Фрагмент источника →
+ + + +

Моя любимая Эми. История о том, как я дважды потеряла свою дочь - Дженис Уайнхаус
Шрифт:
Интервал:
Закладка:
Тетушка Митчелла, Рени, и кузина Шелли приготовили неимоверное количество чая за те три дня. За мною, Алексом и Митчеллом присматривали абсолютно все. Наш дом был слишком тесным, чтобы позволить всем желающим присоединиться к Шиве, и синагога Southgate Progressive позволила нам приходить туда всю неделю, чтобы вспоминать Эми. У нас были и другие дела: 28 июля полиция закончила расследование и позволила нам входить в дом на Кэмден-Сквер впервые со дня смерти Эми. Это далось нам с трудом – мы все еще пребывали в шоке.
Кухня была не тронута с нашей последней встречи. Я взглянула на разложенные на столе фотографии и прошла в гостиную. Джейн и Митчелл уже были там – Джейн сидела, уставившись на диван. Наоми оставила на нем пять комплектов одежды и записку. Эми должна была пойти на свадьбу Ника Шимански 24 июля, а Наоми как раз уезжала на фестиваль за день до этого. «Повеселись, увидимся в понедельник», – написала она. Я стояла и смотрела на вещи, желая увидеть их на теле Эми.
Ричард пошел в студию на втором этаже, а позже признался, что обругал единственное фото Эми в доме всеми плохими словами. Такой взрыв эмоций был нормальным. Я тоже много раз мысленно ругала Эми за ее смерть. «За что ты так со мной?» – спрашивала я. Но время шло, и я все больше думала, как больно было Эми всю жизнь, раз она дошла до такого, – принять это было сложнее. На кухне не было ни крошки еды. В шкафах были лишь сотни пакетиков мармелада Haribo.

+ + + +

Исходные данные →
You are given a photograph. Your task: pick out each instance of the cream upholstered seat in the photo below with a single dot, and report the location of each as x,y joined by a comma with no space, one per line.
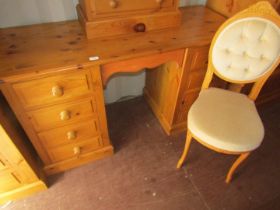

+ + + +

Продолжите отрывок воспоминаний о первом возвращении в дом Эми на Кэмден-Сквер, начиная сразу после его последнего предложения.

Результат выполнения →
Спальня Эми не изменилась с момента ее смерти – на подушке даже осталась вмятина от ее головы. Ее стошнило в туалете, но никто и не подумал убрать там перед нашим приходом. Еще один душераздирающий момент. Ричард нашел испанскую гитару около ее кровати. Я открыла шкаф и достала оттуда все, с чем ассоциировала свою дочь: поношенные балетки, пару поло из ее коллекции для Fred Perry и два розовых бомбера для боулинга с вышитыми на них «Amywoo». Все остальное было ерундой. И мне не терпелось оттуда уйти. Бродя по комнатам, мы услышали, как фанаты поют «Back To Black» у ворот дома. Я замерла на лестнице, слушая их. Это было прекрасно, все внутри меня сжалось.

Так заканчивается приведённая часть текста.